# Work required:
Count every line below containing "dragon"; state the number only.

# Dataset entries:
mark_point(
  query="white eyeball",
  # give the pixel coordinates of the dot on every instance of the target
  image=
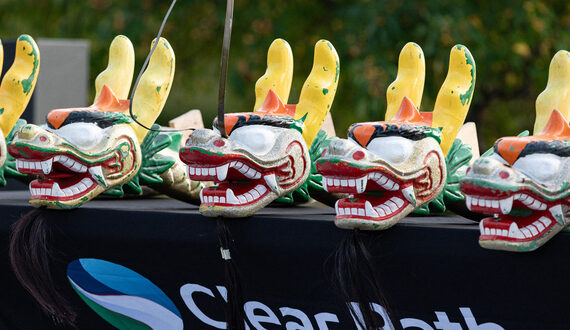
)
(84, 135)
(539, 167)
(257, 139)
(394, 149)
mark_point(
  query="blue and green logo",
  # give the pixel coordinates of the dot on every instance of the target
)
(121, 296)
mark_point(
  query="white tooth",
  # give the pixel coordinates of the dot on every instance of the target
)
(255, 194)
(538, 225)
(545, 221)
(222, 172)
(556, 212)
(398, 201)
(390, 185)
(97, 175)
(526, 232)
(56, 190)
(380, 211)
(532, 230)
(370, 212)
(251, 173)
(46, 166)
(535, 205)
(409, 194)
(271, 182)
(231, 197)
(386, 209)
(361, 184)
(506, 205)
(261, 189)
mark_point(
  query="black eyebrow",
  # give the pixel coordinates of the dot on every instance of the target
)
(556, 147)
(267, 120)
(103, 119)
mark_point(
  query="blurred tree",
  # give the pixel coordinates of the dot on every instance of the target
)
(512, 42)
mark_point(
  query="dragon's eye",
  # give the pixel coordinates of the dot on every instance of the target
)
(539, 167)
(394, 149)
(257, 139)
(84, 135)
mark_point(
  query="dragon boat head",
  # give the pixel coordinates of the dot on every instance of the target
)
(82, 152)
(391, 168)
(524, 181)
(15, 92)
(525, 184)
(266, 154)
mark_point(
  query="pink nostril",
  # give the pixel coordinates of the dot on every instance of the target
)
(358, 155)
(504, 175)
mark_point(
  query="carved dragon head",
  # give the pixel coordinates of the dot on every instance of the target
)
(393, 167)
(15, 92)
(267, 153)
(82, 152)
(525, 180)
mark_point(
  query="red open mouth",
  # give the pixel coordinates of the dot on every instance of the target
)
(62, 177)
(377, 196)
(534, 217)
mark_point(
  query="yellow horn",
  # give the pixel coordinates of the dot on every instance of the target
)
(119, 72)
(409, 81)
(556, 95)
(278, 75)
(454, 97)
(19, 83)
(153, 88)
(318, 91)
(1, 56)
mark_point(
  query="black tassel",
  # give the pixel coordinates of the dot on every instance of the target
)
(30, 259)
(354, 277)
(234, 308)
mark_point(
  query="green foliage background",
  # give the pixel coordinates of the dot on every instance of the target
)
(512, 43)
--
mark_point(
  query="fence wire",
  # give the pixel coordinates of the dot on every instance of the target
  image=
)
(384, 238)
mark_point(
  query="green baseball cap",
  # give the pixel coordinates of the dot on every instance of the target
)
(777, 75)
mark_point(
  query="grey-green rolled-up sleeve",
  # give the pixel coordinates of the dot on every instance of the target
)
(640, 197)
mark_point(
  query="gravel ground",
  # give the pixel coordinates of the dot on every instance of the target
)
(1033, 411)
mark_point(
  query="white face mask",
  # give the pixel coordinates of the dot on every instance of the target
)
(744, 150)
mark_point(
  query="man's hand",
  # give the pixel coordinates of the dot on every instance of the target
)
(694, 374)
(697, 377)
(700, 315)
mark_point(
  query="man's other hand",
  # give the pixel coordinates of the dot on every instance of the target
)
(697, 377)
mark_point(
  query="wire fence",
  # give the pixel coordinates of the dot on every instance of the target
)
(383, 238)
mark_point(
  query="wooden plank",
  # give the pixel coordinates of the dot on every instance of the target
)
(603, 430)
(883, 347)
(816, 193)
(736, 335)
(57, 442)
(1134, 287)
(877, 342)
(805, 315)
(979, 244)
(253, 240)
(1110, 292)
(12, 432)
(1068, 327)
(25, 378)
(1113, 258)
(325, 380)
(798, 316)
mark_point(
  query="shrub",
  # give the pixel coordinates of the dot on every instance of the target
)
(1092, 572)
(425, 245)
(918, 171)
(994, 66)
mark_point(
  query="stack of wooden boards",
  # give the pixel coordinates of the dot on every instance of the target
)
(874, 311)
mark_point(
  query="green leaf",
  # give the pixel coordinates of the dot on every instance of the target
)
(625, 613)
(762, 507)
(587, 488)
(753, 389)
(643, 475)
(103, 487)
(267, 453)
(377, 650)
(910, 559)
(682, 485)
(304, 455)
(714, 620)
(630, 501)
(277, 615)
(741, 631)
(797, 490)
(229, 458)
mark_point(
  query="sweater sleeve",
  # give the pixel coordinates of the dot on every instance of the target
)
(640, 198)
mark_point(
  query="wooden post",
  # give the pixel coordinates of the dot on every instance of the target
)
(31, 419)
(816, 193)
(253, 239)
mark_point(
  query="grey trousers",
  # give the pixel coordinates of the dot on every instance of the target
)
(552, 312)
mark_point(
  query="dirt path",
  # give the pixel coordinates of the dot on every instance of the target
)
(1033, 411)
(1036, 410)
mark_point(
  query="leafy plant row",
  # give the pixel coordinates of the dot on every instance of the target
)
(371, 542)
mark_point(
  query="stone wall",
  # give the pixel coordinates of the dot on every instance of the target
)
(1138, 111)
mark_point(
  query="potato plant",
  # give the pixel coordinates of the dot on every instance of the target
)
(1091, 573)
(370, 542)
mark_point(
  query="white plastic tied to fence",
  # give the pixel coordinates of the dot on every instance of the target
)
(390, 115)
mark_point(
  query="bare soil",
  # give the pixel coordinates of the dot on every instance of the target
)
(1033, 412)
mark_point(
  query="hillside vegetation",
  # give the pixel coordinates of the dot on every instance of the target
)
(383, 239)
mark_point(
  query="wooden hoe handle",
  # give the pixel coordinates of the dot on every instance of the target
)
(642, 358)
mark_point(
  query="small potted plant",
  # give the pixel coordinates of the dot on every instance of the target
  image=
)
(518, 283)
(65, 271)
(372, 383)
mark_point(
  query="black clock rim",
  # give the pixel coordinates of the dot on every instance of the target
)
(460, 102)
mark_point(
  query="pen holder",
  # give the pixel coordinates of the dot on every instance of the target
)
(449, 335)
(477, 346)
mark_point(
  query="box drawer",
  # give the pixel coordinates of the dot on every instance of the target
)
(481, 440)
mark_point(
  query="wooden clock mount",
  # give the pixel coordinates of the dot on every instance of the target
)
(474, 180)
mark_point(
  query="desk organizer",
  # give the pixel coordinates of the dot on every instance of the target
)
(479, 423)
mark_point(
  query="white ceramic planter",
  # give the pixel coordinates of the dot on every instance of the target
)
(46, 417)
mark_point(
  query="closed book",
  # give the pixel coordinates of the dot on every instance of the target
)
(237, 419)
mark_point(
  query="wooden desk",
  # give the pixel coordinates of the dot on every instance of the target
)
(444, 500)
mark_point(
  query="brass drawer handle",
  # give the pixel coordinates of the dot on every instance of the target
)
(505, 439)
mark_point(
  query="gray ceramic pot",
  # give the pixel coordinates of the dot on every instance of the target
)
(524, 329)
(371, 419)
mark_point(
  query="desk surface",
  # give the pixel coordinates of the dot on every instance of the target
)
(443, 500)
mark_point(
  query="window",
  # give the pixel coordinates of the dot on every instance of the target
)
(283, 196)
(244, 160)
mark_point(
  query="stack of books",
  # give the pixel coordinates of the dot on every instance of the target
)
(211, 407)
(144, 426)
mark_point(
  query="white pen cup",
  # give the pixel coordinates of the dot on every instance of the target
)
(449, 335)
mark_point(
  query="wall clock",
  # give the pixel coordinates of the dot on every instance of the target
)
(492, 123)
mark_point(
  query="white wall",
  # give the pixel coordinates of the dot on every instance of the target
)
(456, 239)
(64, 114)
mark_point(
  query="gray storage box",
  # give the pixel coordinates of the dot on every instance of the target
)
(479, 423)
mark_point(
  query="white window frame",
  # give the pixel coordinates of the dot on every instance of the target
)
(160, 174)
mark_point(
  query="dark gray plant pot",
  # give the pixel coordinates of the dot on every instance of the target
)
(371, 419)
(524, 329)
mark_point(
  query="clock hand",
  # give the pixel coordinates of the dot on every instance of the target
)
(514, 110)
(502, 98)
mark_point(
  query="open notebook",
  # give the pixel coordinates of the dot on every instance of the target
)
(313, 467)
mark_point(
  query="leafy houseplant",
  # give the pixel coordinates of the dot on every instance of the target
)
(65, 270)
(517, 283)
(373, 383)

# Problem solution:
3